# [What you need to do]
Gather each line of the material below that contains the word "every", copying those lines out in the order they appear.

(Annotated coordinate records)
>>>>

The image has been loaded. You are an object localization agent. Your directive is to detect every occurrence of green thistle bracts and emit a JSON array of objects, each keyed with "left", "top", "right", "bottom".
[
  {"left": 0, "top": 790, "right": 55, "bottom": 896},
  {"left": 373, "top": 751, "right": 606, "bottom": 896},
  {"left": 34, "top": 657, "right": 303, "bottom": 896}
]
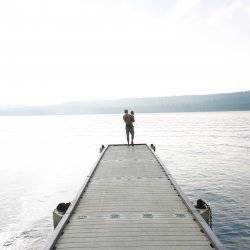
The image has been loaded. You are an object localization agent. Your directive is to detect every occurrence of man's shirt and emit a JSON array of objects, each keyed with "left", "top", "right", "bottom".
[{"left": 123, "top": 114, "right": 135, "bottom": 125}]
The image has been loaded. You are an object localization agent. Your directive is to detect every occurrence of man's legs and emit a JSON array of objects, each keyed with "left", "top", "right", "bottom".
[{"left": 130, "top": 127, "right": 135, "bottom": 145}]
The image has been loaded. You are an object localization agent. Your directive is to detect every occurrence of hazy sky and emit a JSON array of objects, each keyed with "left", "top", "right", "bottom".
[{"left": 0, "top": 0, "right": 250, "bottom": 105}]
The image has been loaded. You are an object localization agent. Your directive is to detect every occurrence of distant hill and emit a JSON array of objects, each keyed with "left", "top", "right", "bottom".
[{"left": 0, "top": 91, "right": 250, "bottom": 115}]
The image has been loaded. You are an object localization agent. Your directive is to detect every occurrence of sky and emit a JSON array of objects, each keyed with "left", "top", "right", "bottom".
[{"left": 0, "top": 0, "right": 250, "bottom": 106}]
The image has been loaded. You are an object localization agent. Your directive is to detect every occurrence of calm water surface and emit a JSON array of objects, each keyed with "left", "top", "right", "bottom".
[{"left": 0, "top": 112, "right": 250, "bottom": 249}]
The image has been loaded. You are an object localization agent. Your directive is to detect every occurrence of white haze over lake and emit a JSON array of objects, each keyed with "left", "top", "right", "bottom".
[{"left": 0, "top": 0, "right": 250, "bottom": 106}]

<<<<

# [Solution to this exercise]
The image has been loaded. You are an object localization agent. Your directive is to detect every occurrence of green thistle bracts and emit a JSON array of objects, each keyed with "left", "top", "right", "bottom".
The image has been loaded. You are an object localization agent. Your directive is to detect every occurrence of man's shirt and emit a JSON array of objects, each keyed with "left", "top", "right", "bottom".
The image has been loaded. You are an object localization agent. Your directive is to detect every occurrence of man's legs and emit a JSON array of objects, each keyed with "left", "top", "right", "bottom".
The image has been loaded. You are an object localization agent. Your directive is to detect every occurrence of hazy sky and emit a JSON array of objects, each keyed with "left", "top", "right", "bottom".
The image has been loaded. You are an object localization agent. Your directive is to detect every occurrence of distant hill and emit a JSON array of objects, each keyed with "left", "top", "right", "bottom".
The image has been loaded. You are an object localization agent. Your directive is to detect every occurrence of sky and emit a JSON array of objects, each keyed with "left", "top", "right", "bottom".
The image has been loaded. You are an object localization agent. Your directive is to detect every occurrence of calm water surface and emit a JSON array of objects, each keyed with "left", "top", "right", "bottom".
The image has been loaded. You are an object localization agent. Your directive is to detect every occurrence of white haze over lake and emit a JSON array of objects, each keyed with "left", "top", "right", "bottom".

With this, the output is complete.